ASSIGNMENT
Reproduce the following part of the farm labour shortage article word for word, from "Queensland Agriculture Minister" to "that in May.".

QUOTED PASSAGE START

Queensland Agriculture Minister Mark Furner has called on his federal counterpart to hold an urgent ministerial forum to solve ongoing farm labour shortages.
Federal Agriculture Minister David Littleproud last convened a forum in July and before that in May.
Since then there's been a pronounced farm labour shortage, especially for fruit and vegetable picking.
Mr Furner says Mr Littleproud should sit down with state agriculture ministers to work out a solution.
"We've been calling on Minister Littleproud to have more of these and he's been silent," he told AAP.
"He is the federal agriculture minister. He should be prepared to go ahead and reach out to the states, and have these meetings to look at resolutions to these sorts of problems."
Mr Littleproud said the federal COVID-safe farm worker movement plan and a $6000 relocation incentive will relieve pressure.
He primarily blames labour shortages on state border closures, with Queensland, Western Australia and Tasmania yet to sign up to his farm worker plan.
"When one state doesn't sign up it means if you're picking fruit in Griffith at the moment, you want to go to Bowen to pick mangoes, you will be picked up at Stanthorpe and put into a motel for $2800," Mr Littleproud told Nine's Today program on Monday.
Mr Furner rejected that claim, saying all Australian farm workers outside greater Sydney and Victoria can enter Queensland without quarantining.
The minister also believes the federal government is to blame because it didn't do enough to keep backpackers in the country when the pandemic began.
Backpackers formed an important contingent of 100,000 produce harvesting workers before COVID-19 struck.
Mr Furner said a problem with Mr Littleproud's incentives is that eligible Australians just don't want to pick fruit and vegetables.
He said the reluctance has partly been due to the JobKeeper payments, which are now being wound back.
Federal MP Bob Katter said Mr Littleproud and Immigration Minister David Coleman were responsible for allowing fruit and vegetables to rot in Queensland's fields.
"The privatisation of social welfare job allocation has been disastrous for jobs because it means these people can get away with doing nothing whereas they couldn't before," he said in a statement.
Mr Furner said Queensland also has a $1500 incentive for state-based pickers, but the uptake isn't as positive as hoped.
In the meantime, the state will plug labour shortages by flying in Ni-Vanuatu workers who have been picking in the Northern Territory and potentially other South Pacific Islanders.
Mr Furner said solutions could be worked out at an Agriculture Ministers' Forum if Mr Littleproud calls one.
He hopes a meeting will deal with China's looming sanctions on Australian produce as well.
"These serious problems need to be addressed," Mr Furner said.
"And they're going to be addressed when you include every state and territory through an AGMIN meeting to look at solutions."

QUOTED PASSAGE END
DATA SECTION START

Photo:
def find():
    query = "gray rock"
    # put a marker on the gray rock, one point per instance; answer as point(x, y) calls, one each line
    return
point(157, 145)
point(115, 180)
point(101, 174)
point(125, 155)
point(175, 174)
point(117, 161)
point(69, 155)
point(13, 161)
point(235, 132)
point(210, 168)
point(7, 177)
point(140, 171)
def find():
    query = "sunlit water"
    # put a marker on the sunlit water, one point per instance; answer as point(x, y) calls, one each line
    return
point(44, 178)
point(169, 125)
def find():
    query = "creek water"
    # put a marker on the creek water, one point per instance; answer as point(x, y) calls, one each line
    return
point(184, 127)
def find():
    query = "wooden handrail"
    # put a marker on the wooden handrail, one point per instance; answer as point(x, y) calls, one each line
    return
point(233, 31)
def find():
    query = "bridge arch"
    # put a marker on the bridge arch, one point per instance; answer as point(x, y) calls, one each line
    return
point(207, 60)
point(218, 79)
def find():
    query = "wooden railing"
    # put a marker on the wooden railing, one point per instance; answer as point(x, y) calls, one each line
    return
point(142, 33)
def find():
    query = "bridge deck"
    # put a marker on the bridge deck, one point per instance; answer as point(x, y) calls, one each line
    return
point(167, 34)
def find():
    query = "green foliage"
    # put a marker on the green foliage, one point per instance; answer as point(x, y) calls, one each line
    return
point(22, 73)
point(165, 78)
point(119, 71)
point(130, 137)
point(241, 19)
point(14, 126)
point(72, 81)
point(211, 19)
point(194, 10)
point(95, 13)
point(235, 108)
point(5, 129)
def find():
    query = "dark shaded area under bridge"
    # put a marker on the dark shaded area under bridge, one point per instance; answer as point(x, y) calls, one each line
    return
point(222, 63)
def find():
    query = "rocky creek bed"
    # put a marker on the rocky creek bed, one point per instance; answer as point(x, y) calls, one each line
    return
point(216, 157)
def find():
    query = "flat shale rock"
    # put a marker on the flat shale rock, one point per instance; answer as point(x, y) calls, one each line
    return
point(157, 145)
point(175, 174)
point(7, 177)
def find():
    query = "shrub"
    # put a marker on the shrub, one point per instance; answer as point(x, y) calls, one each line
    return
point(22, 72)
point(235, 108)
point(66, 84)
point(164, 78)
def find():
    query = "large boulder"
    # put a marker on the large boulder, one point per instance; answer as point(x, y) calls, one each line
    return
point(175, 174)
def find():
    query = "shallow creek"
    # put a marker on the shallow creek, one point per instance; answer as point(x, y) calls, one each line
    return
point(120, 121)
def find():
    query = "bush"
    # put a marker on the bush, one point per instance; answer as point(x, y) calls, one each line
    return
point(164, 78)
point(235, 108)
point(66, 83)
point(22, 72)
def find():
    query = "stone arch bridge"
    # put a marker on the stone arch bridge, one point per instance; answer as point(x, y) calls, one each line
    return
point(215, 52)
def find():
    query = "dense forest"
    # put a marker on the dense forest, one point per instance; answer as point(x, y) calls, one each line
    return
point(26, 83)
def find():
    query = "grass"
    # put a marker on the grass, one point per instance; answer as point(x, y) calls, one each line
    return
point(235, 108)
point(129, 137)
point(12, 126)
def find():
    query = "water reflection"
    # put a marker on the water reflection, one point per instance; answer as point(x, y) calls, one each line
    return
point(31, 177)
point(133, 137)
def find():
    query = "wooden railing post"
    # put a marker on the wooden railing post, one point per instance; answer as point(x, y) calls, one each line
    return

DATA SECTION END

ANSWER TO THE EXERCISE
Queensland Agriculture Minister Mark Furner has called on his federal counterpart to hold an urgent ministerial forum to solve ongoing farm labour shortages.
Federal Agriculture Minister David Littleproud last convened a forum in July and before that in May.